[Position annotation records]

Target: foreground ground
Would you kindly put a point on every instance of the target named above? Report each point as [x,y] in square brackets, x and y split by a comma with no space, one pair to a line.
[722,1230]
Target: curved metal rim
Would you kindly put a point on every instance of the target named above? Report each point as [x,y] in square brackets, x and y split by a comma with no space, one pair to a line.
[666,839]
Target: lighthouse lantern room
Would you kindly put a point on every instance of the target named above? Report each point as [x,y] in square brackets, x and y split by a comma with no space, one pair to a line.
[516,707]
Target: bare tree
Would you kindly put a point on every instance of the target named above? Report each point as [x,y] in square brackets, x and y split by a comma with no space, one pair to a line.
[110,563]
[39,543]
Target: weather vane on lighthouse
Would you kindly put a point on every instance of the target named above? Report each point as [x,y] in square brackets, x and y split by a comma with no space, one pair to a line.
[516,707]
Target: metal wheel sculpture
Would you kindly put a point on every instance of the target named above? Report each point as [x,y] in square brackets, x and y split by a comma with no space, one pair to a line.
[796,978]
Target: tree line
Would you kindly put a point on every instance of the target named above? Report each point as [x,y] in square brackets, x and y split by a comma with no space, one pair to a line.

▶ EXERCISE GOAL
Copy the lines from the one containing "Target: tree line" through the end of the records, inclusive, reproducing them exactly.

▶ ANSWER TO THIS PROBLEM
Target: tree line
Would you kindly put a point on every instance of the target named above? Report each point as [x,y] in square brackets, x and y split by a comma with no space, one pair to a line.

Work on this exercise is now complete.